## [TAREAS POR HACER]
a – Resume de forma más breve el párrafo del fragmento que empieza con "El gobierno se ha declarado", conservando sus datos principales.
b – Según el fragmento, ¿sobre qué pretende instaurarse el régimen?
c – En el fragmento, sustituye "presidente" por "mandatario" y copia el texto desde "El gobierno se" hasta "mano para frenarla.", ambos incluidos.

## [FRAGMENTO DEL DOCUMENTO]
_ _ _ _ _ _ _

Estamos (entramos) en un país en estado de demolición permanente. Todo lo conquistado, lo inajenable, lo irrenunciable, se derrumba. No es que se caiga por su propio peso. Se cae porque hay un régimen que pretende instaurarse sobre las ruinas (futuras) de todo lo que (hoy) existe.

El gobierno se ha declarado en estado de rebeldía; y lo que tal vez sea incluso más grave: en estado de indiferencia frente a las obligaciones que tiene que asumir como Estado. Ha caído sobre el derecho que teníamos, y que todavía tenemos, a un Estado que garantice la educación gratuita, la investigación científica y humanística, la comunicación federal de noticias, el derecho a manifestarse en las calles y la promoción de las artes. Y si acaso podemos ignorar con qué nueva ocurrencia el presidente nos despertará mañana; lo que no hay modo de no saber es a qué herramientas podemos echar mano para frenarla.

_ _ _ _ _ _ _

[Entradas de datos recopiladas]
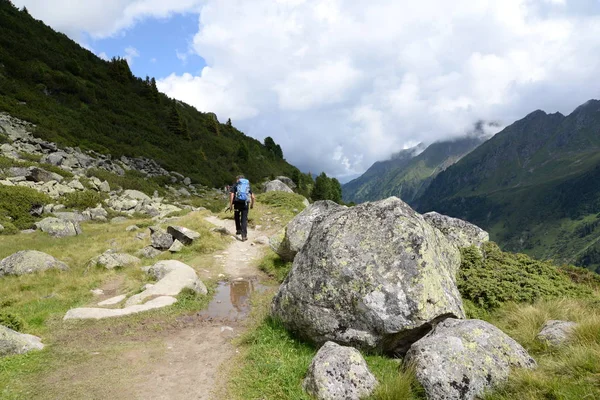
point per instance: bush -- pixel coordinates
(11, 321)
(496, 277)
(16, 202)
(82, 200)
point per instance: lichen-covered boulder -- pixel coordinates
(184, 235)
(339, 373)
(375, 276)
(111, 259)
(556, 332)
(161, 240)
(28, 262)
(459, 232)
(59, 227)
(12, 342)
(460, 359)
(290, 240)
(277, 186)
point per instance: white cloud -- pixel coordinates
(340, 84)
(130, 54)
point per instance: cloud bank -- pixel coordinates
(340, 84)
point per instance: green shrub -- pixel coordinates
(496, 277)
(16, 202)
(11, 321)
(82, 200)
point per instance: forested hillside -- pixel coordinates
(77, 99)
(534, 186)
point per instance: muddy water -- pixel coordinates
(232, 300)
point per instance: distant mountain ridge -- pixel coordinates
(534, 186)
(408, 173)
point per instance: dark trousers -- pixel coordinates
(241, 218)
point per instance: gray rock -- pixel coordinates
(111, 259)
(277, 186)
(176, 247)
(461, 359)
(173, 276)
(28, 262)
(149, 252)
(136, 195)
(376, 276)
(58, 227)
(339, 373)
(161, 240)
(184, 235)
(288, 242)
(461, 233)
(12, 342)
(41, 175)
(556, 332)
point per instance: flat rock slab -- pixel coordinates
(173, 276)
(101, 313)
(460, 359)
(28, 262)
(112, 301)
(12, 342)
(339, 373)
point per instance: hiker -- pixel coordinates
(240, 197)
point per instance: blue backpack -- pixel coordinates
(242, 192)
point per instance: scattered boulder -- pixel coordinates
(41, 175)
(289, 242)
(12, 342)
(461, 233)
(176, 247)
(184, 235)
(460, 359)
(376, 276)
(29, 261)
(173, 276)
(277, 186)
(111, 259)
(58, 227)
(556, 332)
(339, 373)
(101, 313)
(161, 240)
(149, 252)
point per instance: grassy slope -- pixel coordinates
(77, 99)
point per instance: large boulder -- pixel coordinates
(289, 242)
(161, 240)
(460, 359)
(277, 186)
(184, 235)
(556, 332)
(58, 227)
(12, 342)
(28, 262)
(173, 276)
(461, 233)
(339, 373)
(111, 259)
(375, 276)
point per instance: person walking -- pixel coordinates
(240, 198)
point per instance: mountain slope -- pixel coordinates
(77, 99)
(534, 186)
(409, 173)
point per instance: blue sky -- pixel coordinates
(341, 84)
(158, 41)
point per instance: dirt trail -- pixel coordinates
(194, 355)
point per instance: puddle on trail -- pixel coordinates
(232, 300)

_ _ _ _ _ _ _

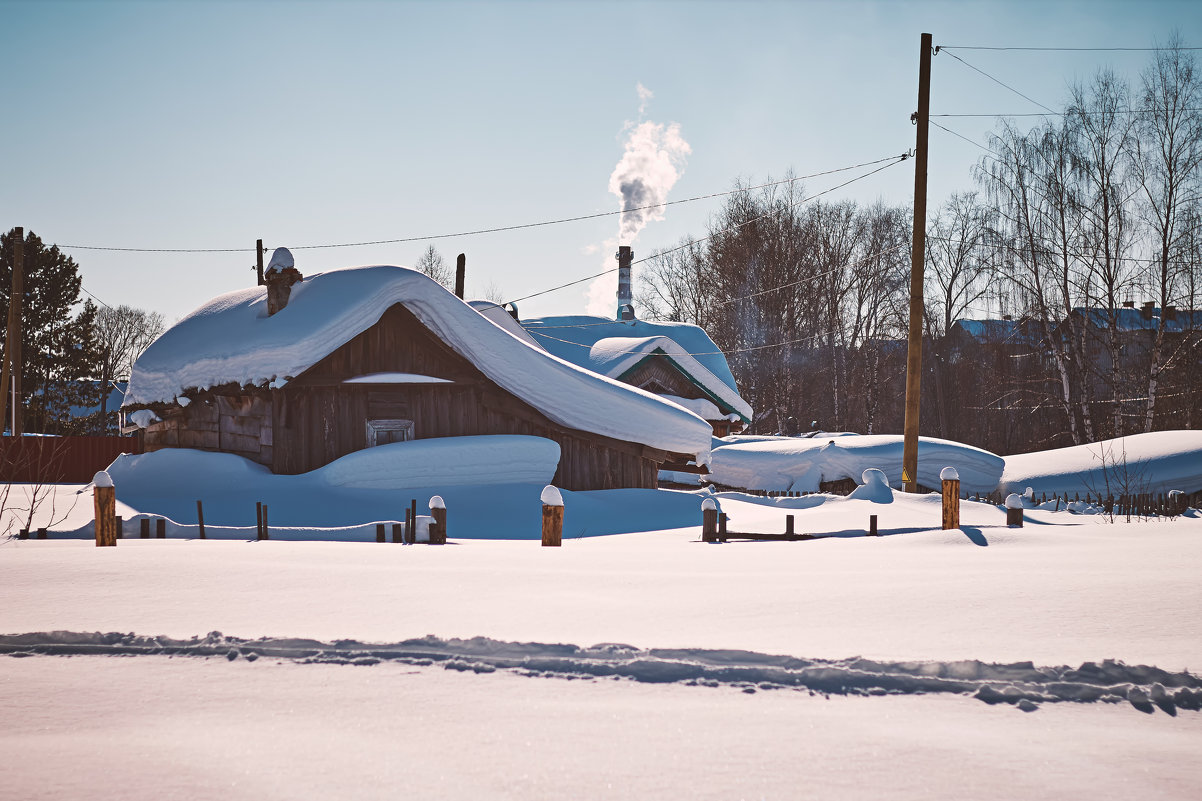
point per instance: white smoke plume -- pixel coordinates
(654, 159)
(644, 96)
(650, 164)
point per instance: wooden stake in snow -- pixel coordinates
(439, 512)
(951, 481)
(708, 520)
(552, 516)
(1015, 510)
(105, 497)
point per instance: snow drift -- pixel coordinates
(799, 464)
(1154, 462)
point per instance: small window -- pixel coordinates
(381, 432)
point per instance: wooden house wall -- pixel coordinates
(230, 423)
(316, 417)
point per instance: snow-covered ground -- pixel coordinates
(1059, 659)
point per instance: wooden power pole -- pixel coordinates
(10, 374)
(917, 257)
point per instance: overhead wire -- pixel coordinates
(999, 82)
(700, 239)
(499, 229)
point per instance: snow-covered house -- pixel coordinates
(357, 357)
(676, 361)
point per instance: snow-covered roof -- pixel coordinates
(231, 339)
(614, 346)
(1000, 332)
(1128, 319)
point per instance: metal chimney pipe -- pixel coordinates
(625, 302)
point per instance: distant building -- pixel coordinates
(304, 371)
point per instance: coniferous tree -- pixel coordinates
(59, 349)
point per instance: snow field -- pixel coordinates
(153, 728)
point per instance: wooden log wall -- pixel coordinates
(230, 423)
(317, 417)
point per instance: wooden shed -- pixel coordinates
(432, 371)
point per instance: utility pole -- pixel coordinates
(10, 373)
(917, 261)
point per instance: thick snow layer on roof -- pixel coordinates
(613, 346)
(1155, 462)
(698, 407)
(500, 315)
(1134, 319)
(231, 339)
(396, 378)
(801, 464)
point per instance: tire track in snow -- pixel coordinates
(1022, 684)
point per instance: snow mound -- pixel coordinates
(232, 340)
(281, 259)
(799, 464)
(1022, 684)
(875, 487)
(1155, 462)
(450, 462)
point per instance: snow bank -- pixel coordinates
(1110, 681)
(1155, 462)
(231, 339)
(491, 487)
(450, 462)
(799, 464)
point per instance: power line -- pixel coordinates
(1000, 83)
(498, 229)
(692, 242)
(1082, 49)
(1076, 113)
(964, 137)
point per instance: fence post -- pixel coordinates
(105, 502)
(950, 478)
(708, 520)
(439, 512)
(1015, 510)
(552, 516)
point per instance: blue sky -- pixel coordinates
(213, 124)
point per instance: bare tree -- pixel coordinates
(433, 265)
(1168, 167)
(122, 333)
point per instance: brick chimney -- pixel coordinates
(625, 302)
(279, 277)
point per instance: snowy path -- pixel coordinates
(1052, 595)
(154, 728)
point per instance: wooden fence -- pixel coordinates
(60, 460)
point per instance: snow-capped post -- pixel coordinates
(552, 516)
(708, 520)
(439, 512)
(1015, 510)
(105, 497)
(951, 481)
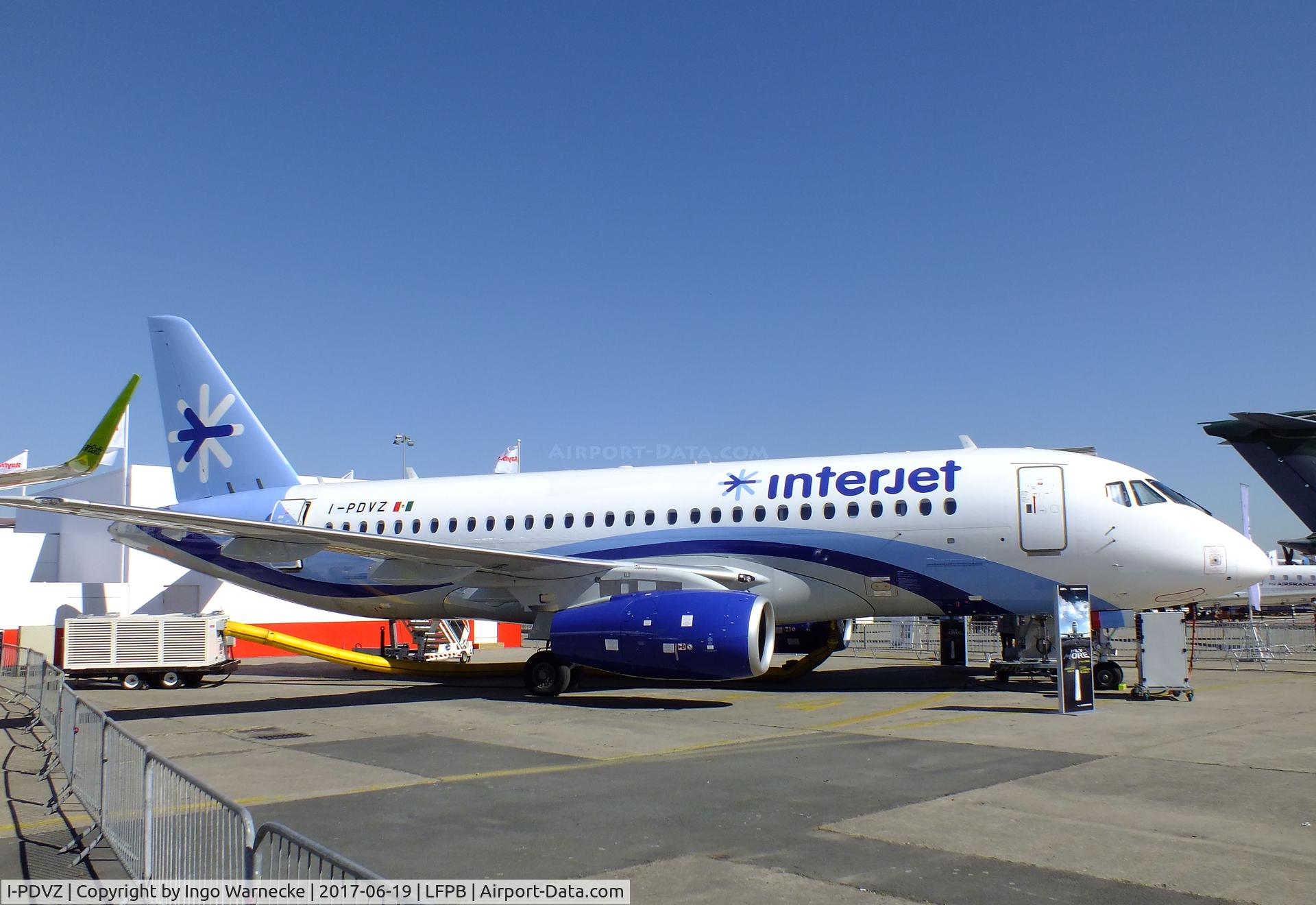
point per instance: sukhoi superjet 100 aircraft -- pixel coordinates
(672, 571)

_ _ _ _ _ _ _

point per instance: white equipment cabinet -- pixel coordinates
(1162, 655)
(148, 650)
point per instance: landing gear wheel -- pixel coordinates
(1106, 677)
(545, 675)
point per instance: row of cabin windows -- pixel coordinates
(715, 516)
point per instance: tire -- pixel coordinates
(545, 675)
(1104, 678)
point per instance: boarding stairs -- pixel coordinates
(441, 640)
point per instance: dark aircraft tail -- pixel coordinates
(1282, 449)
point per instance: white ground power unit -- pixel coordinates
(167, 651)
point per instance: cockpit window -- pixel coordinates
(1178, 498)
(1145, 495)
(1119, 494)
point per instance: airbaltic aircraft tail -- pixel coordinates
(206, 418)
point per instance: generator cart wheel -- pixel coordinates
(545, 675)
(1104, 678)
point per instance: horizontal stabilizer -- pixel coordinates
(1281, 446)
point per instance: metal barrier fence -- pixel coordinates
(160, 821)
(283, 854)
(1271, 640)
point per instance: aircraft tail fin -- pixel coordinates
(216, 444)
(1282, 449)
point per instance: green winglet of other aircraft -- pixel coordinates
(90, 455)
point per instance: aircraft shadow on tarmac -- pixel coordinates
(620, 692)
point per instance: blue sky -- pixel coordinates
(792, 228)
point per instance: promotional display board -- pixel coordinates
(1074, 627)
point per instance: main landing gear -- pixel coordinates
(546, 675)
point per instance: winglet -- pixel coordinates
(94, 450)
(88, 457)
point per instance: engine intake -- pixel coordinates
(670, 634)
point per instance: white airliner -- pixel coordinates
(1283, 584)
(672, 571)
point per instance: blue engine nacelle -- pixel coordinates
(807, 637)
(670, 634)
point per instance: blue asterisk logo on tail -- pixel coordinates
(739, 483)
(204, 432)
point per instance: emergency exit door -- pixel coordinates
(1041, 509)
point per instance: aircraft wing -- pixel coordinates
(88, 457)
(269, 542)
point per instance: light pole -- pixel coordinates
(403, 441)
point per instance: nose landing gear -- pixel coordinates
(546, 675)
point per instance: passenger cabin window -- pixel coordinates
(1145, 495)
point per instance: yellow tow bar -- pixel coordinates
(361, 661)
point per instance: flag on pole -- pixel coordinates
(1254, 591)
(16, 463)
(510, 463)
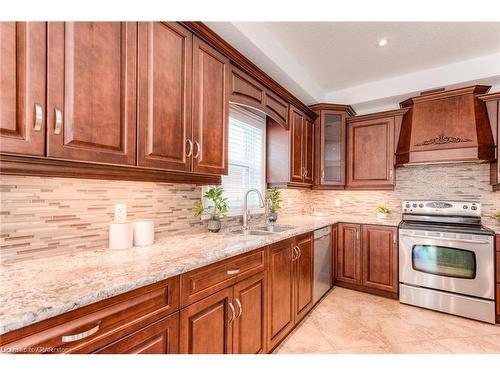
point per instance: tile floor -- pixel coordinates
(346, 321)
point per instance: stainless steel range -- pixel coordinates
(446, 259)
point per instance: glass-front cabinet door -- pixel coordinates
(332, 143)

_ _ _ _ _ _ _

## [RESPUESTAS]
a – El gobierno se ha declarado en rebeldía y, peor aún, indiferente ante sus obligaciones como Estado. Ha atacado el derecho a un Estado que garantice la educación gratuita, la investigación científica y humanística, la comunicación federal de noticias, la manifestación en las calles y la promoción de las artes. Aunque no se pueda prever la próxima ocurrencia del presidente, sí se sabe a qué herramientas recurrir para frenarla.

b – Sobre las ruinas futuras de todo lo que hoy existe.

c –
El gobierno se ha declarado en estado de rebeldía; y lo que tal vez sea incluso más grave: en estado de indiferencia frente a las obligaciones que tiene que asumir como Estado. Ha caído sobre el derecho que teníamos, y que todavía tenemos, a un Estado que garantice la educación gratuita, la investigación científica y humanística, la comunicación federal de noticias, el derecho a manifestarse en las calles y la promoción de las artes. Y si acaso podemos ignorar con qué nueva ocurrencia el mandatario nos despertará mañana; lo que no hay modo de no saber es a qué herramientas podemos echar mano para frenarla.